• YOUR GOAL: Switch every "place one point" in the records below to "put one dot" and write all the lines out again with nothing else changed. Leave the pictures out.

• DATASET CONTENT:
########################################

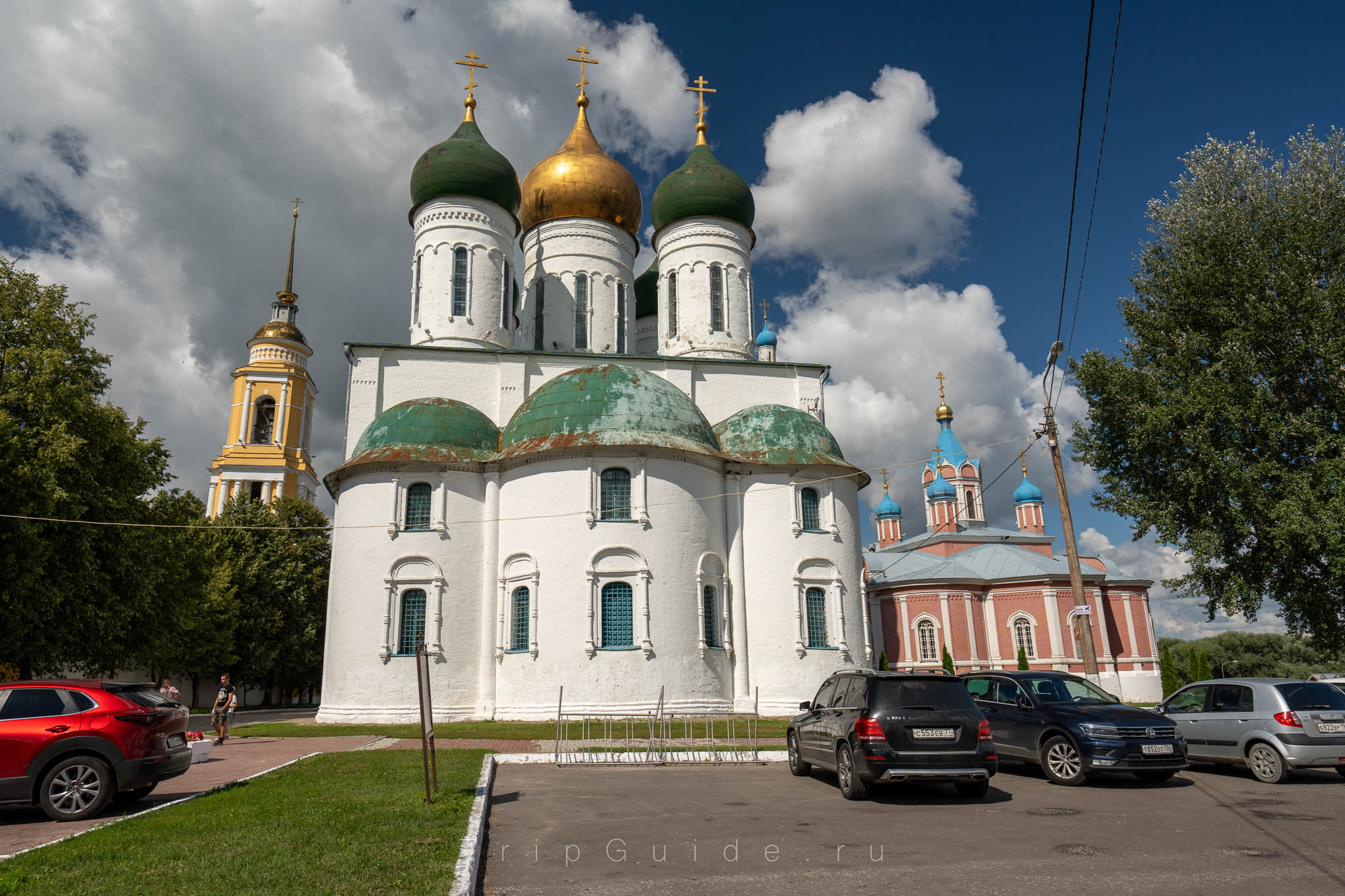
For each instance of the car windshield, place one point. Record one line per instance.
(1069, 690)
(921, 693)
(1312, 694)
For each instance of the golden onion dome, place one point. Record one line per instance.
(580, 181)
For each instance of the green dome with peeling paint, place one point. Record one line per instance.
(609, 405)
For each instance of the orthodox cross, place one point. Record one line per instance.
(583, 60)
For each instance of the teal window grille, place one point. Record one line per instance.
(615, 493)
(414, 620)
(518, 630)
(817, 604)
(810, 507)
(618, 615)
(461, 282)
(712, 620)
(418, 506)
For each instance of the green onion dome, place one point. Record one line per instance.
(609, 405)
(466, 166)
(648, 292)
(703, 188)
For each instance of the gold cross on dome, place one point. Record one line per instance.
(583, 60)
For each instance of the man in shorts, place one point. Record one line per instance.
(224, 709)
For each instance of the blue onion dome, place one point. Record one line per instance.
(1027, 491)
(941, 489)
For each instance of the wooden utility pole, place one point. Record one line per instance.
(1083, 619)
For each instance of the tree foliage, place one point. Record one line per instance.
(1218, 427)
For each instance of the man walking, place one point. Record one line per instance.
(224, 709)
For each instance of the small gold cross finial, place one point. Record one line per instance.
(700, 91)
(584, 61)
(473, 64)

########################################

• SOLUTION TO THE EXERCISE:
For each instance of the car windshield, put one dot. Record one line per instance.
(1069, 690)
(921, 693)
(1312, 694)
For each instance of the golden onion dome, put one dot. Record one line per instance.
(580, 181)
For each instance of the green dome with peeling paint, put one dot. Record one line per instance.
(609, 405)
For each instance of the orthodox cross, put one dot. Record one line per instance.
(583, 60)
For each instance of the teal window grille, put one dot. Record one line per instance.
(615, 493)
(414, 620)
(518, 630)
(817, 604)
(810, 507)
(618, 615)
(461, 282)
(712, 620)
(418, 506)
For each instance of the green onion dome, put one dot. Record one line per instance.
(609, 405)
(466, 166)
(648, 292)
(703, 188)
For each instance of the gold cross on dome, put one dot. Record one line per instance.
(583, 60)
For each instance of the man in shorts, put one dot. Record one line per instance.
(224, 709)
For each instance of the blue onion dome, put one dot. Record one line per instance.
(1027, 491)
(941, 489)
For each instance of the wooden utility pole, put one dot. Record one line per instance.
(1083, 619)
For each instance of the tree foliage, put one dot. Record one line per instance.
(1218, 427)
For each instance of the man walking, put one dot. Record one line per instance.
(224, 709)
For each instance of the small gold cross finial, put one dot. Record one line per instance.
(700, 91)
(584, 61)
(473, 64)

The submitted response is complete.